## Provided entries
┄┄┄┄┄┄┄┄┄┄

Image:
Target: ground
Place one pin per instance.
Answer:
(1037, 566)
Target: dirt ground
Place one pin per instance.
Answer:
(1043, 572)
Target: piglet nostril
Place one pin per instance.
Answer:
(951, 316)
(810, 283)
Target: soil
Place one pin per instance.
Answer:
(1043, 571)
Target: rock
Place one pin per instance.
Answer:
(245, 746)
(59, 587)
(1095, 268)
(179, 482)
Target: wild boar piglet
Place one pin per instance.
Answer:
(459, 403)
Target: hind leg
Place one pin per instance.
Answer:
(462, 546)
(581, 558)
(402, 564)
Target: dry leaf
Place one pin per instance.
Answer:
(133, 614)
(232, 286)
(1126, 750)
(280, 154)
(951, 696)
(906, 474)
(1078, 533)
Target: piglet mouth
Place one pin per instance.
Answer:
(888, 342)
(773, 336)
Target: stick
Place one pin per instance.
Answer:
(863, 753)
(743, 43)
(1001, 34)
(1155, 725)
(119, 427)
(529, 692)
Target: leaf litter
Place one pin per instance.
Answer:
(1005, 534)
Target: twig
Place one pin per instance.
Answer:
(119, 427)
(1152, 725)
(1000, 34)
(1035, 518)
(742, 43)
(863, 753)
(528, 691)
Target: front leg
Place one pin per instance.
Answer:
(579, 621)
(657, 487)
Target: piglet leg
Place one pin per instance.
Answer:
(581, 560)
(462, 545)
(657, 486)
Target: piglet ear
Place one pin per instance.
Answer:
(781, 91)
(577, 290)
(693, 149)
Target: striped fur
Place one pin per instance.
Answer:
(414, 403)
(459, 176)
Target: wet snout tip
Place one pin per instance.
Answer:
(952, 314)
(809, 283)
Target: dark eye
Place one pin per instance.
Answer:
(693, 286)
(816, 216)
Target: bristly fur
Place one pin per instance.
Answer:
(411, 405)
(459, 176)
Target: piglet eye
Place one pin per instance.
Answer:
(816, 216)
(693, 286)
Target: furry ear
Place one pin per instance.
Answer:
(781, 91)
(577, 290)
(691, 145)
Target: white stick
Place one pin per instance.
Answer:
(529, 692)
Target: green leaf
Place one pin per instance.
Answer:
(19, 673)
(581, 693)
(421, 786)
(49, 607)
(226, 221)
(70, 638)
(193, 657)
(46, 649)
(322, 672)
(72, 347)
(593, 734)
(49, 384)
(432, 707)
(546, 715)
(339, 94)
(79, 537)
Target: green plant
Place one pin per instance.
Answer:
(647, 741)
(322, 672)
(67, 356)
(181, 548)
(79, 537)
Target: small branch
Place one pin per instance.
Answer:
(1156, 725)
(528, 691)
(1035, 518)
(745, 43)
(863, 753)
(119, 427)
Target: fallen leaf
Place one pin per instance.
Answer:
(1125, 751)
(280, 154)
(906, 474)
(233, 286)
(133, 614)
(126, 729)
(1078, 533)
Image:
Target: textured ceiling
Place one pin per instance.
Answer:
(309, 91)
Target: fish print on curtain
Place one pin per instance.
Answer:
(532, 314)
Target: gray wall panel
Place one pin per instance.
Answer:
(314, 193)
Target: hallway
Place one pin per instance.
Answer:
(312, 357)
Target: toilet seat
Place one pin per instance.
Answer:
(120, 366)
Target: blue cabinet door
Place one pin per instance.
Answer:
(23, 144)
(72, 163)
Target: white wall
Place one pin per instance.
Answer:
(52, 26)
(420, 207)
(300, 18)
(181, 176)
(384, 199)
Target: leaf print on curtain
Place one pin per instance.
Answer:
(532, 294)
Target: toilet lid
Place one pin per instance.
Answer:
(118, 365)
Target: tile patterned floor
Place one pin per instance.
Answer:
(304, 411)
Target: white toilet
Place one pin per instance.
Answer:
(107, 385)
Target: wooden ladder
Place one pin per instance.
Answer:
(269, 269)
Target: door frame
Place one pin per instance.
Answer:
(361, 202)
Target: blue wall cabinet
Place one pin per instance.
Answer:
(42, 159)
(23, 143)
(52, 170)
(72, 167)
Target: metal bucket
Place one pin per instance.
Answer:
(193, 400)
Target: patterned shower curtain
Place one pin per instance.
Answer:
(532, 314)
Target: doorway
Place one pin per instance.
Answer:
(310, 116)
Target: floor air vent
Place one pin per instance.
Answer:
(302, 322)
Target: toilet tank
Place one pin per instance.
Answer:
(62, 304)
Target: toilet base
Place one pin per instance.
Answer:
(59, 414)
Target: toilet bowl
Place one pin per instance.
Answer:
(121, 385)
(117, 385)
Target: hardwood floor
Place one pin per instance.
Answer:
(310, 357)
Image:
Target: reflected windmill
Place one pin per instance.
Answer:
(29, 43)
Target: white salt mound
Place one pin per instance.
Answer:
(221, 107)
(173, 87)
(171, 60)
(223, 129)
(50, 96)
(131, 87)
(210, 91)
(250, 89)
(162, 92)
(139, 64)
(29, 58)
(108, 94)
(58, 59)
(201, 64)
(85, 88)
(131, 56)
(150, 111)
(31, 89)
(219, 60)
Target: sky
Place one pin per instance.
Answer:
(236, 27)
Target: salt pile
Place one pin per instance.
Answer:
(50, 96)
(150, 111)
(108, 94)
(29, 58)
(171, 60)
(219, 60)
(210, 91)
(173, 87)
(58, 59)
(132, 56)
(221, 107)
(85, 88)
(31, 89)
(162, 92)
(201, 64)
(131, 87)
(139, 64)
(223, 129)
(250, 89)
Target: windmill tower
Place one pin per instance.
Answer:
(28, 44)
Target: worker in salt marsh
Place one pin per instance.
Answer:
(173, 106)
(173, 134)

┄┄┄┄┄┄┄┄┄┄

## Task objective
Rewrite the records from the beginning up to and including the line with "(1043, 571)", keeping every line and request, and shift each coordinate in the answers by adding 31 to both of its numbers.

## Solution to the problem
Image:
Target: ground
Place one pin per instance.
Answer:
(1068, 597)
Target: dirt ground
Place one pin per instance.
Answer:
(1074, 603)
Target: piglet nostril
Place one pin per instance.
Answer:
(982, 347)
(841, 314)
Target: soil
Place one pin per instance.
Answer:
(1074, 602)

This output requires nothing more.